*** Passage

-
Notifications
You must be signed in to change notification settings - Fork 13.6k
Description
I don't know whether it makes sense to enable both CLBlast (in a bid to speed up prompt ingestion) and Metal, but clearly there's something wrong about this combo:
When Llama.cpp is built with -DBUILD_SHARED_LIBS=ON -DLLAMA_NATIVE=ON -DLLAMA_CLBLAST=ON -DLLAMA_BUILD_SERVER=ON, server spews out about 140 lines of ggml_metal_get_buffer: error: buffer is nil.
$ ./server -ngl 16 --no-mmap -m /Users/akx/Documents/Llama/models/ausboss-llama-30b-supercot-q4_k_m.gguf
ggml_opencl: selecting platform: 'Apple'
ggml_opencl: selecting device: 'Apple M2 Max'
ggml_opencl: device FP16 support: false
{"timestamp":1698317012,"level":"INFO","function":"main","line":2213,"message":"build info","build":1429,"commit":"00ae2aa"}
{"timestamp":1698317012,"level":"INFO","function":"main","line":2220,"message":"system info","n_threads":8,"n_threads_batch":-1,"total_threads":12,"system_info":"AVX = 0 | AVX2 = 0 | AVX512 = 0 | AVX512_VBMI = 0 | AVX512_VNNI = 0 | FMA = 0 | NEON = 1 | ARM_FMA = 1 | F16C = 0 | FP16_VA = 1 | WASM_SIMD = 0 | BLAS = 1 | SSE3 = 0 | SSSE3 = 0 | VSX = 0 | "}
llama_model_loader: loaded meta data with 19 key-value pairs and 543 tensors from /Users/akx/Documents/Llama/models/ausboss-llama-30b-supercot-q4_k_m.gguf (version GGUF V2 (latest))
llama_model_loader: (...snip...)
llm_load_vocab: special tokens definition check successful ( 259/32000 ).
llm_load_print_meta: format = GGUF V2 (latest)

******

• [Tasks]
- 1) Count the lines of the listing that contain the string "shoulder". Reply with the number alone.
- 2) Pick up the llama.cpp bug report after its final line and keep writing it.
The llama.cpp bug report and the listing come from unrelated sources.

*** Data for this exercise

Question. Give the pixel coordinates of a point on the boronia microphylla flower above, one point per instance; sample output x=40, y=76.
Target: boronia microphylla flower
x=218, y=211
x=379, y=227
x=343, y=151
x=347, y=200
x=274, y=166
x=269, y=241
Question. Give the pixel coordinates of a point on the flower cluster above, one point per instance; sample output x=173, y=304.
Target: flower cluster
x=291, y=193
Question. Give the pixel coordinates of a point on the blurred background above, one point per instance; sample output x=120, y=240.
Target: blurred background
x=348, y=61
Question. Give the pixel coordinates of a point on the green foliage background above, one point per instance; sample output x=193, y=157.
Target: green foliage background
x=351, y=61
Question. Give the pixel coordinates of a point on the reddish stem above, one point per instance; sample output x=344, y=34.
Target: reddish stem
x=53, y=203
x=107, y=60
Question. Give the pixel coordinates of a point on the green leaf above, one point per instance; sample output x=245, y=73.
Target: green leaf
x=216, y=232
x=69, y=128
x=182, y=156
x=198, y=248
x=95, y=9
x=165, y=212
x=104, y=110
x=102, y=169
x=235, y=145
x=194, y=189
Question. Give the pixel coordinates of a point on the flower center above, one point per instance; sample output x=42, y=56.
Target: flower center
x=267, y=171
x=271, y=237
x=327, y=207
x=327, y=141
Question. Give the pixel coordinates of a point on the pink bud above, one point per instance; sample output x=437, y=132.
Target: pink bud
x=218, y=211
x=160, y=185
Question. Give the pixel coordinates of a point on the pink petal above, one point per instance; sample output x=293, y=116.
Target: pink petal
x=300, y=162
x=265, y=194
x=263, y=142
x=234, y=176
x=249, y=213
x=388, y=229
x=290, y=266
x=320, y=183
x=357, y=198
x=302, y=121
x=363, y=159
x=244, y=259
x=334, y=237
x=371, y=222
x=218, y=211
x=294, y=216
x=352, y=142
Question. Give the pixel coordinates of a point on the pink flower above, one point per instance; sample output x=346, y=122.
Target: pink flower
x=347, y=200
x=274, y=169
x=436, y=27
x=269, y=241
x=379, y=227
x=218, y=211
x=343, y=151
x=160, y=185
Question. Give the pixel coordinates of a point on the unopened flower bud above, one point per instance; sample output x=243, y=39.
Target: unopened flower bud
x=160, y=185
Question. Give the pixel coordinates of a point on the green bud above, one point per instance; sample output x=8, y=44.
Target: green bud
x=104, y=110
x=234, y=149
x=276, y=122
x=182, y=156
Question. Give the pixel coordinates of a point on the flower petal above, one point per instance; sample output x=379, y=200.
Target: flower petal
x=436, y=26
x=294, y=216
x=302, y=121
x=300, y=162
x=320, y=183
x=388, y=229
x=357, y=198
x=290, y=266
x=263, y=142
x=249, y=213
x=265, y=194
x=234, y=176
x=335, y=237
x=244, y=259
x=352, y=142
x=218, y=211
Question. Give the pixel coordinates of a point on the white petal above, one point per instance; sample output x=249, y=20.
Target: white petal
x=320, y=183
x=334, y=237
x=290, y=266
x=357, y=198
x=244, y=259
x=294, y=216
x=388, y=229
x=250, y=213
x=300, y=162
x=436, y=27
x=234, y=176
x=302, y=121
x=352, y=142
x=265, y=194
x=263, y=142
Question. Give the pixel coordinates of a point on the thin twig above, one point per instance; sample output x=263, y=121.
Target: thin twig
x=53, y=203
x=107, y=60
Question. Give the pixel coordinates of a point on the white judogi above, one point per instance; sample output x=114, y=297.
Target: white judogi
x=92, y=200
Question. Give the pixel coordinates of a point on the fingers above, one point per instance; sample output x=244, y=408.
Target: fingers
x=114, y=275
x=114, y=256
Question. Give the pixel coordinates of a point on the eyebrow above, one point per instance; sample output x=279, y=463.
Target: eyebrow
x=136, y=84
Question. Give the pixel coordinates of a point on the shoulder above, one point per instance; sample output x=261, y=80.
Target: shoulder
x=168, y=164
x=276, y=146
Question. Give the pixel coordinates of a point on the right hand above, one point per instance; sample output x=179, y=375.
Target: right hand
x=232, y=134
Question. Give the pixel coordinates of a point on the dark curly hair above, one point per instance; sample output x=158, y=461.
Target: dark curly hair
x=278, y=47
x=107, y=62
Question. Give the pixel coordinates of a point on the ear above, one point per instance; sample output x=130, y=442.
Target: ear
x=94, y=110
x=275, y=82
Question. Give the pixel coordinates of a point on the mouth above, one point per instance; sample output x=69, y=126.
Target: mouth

******

• [Results for each task]
- 1) 2

- 2)
llm_load_print_meta: arch = llama
llm_load_print_meta: vocab type = SPM
llm_load_print_meta: n_vocab = 32000
llm_load_print_meta: n_merges = 0
llm_load_print_meta: n_ctx_train = 2048
llm_load_print_meta: n_embd = 6656
llm_load_print_meta: n_head = 52
llm_load_print_meta: n_head_kv = 52
llm_load_print_meta: n_layer = 60
llm_load_print_meta: n_rot = 128
llm_load_print_meta: n_gqa = 1
llm_load_print_meta: f_norm_eps = 0.0e+00
llm_load_print_meta: f_norm_rms_eps = 1.0e-06
llm_load_print_meta: f_clamp_kqv = 0.0e+00
llm_load_print_meta: f_max_alibi_bias = 0.0e+00
llm_load_print_meta: n_ff = 17920
llm_load_print_meta: freq_base_train = 10000.0
llm_load_print_meta: freq_scale_train = 1
llm_load_print_meta: model type = 30B
llm_load_print_meta: model ftype = mostly Q4_K - Medium
llm_load_print_meta: model params = 32.53 B
llm_load_print_meta: model size = 18.27 GiB (4.83 BPW)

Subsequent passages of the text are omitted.